Hormones and Sleep
Are you waking up between 2 and 4 am and no matter what you do you can’t go back to sleep? Or do you have trouble falling asleep? Insomnia can take different forms and yes your hormones could be at the root of any of these patterns!
How do your hormones affect your sleep? Let’s explore some common patterns that can keep you up at night:
- Estrogen Dominance: This is when your estrogen is much higher, and therefore dominant over your progesterone. We can see this naturally in certain stages of your menstrual cycles if you are a woman, but when we use the term “dominance” that is when this ratio is out of balance, and potentially waking you up at night. Men can also have estrogen dominance, this happens in cases of overweight and obesity where excess fat tissue can cause more estrogen production. Carrying extra pounds can also contribute to estrogen dominance in women, along with genetics and even your cosmetics! Both men and women are also exposed to estrogens from our world from all angles- called xenoestrogens. Plastics, PVC’s, parabens and phthalates (the 5 p’s) can all contribute to rising estrogen levels. A lack of good, healthy fiber in your diet can also boost that estrogen to out of proportion ranges as we need fiber to help us clear and process estrogen in our liver. Check out the videos linked below to learn more and remember to: filter your water, eat 30 to 35 grams of fiber daily, buy organic produce as often as you can afford, keep alcohol to a minimum to help your liver detox, and eat a diet low in sugar.
- High Cortisol: Cortisol, one of our prominent stress hormones, is designed to naturally fall at night, to help allow us a good nights’ sleep. But we live in stressful times- chronic illness, trauma, work stress, relationship stress, and constant bombardment of information can all surge our cortisol at night. Add to that the use of blue light and artificial light into our evenings after sunset, fighting our natural circadian rhythm while at the same time adding more of that potentially stressful information to our evening- well, that’s a set up for insomnia. Even tanked out low cortisol can contribute to us feeling wired and tired and not allow us healthy, nourishing shut eye. Here are some tips to restore your natural cortisol rhythm: cut caffeine back to less than 100 mg per day and avoid caffeine after 2 pm, cut alcohol to 3 drinks or less per week or avoid it all together, avoid using devices or watching TV within 2 hours of going to bed, and establish a regular sleep routine that involves relaxing habits like stretching, journaling or meditating.
- Low estrogen: This one applies to women, mostly those in the later stages of perimenopause (think mid to late 40s or early 50s) when Estrogen can drop and contribute to hot flashes, night sweats and that dreaded 2 to 4 am wake up call. If you are experiencing this then check out the video below and consider talking with your provider about supporting your low estrogen levels. You could also try keeping the room at 68 degrees F, dressing in layers, using a “chilling” pillow, or use a personal fan.

[ABOUT THIS TASK] According to the text on hormones and sleep, how many grams of fiber should be eaten daily? The items that come next have no connection to the text on hormones and sleep.

[RECORDS]

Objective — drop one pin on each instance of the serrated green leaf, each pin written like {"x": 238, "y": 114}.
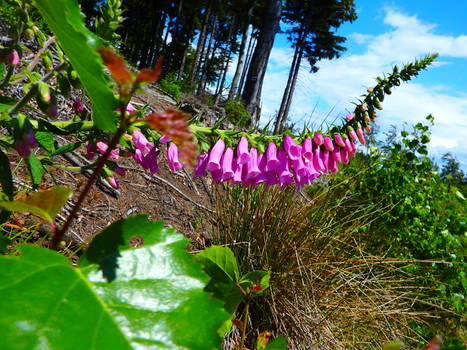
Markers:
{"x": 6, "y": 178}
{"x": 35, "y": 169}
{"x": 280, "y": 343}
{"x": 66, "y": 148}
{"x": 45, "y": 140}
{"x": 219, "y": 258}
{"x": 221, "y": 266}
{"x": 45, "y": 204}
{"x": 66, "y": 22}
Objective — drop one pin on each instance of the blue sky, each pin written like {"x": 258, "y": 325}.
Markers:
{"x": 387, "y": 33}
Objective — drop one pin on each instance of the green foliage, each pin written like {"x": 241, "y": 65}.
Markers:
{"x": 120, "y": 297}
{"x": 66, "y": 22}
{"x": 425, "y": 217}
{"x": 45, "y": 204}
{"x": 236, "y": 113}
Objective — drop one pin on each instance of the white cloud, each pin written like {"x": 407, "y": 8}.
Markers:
--
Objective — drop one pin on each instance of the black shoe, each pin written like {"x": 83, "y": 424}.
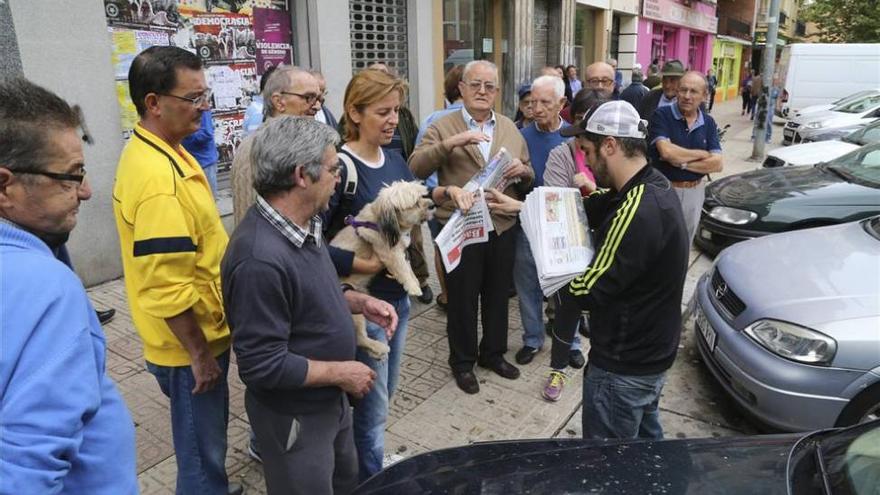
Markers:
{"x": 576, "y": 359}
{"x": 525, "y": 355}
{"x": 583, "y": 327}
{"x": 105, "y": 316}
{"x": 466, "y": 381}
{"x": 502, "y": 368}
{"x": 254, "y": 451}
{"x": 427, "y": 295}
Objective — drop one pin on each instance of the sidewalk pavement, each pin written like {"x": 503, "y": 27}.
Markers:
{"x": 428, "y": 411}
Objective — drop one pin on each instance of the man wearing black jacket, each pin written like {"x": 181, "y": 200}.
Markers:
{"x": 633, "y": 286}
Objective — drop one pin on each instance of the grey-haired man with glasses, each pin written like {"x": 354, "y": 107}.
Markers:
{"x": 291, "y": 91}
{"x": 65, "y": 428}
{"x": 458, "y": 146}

[EXERCISE SOLUTION] 30 to 35 grams.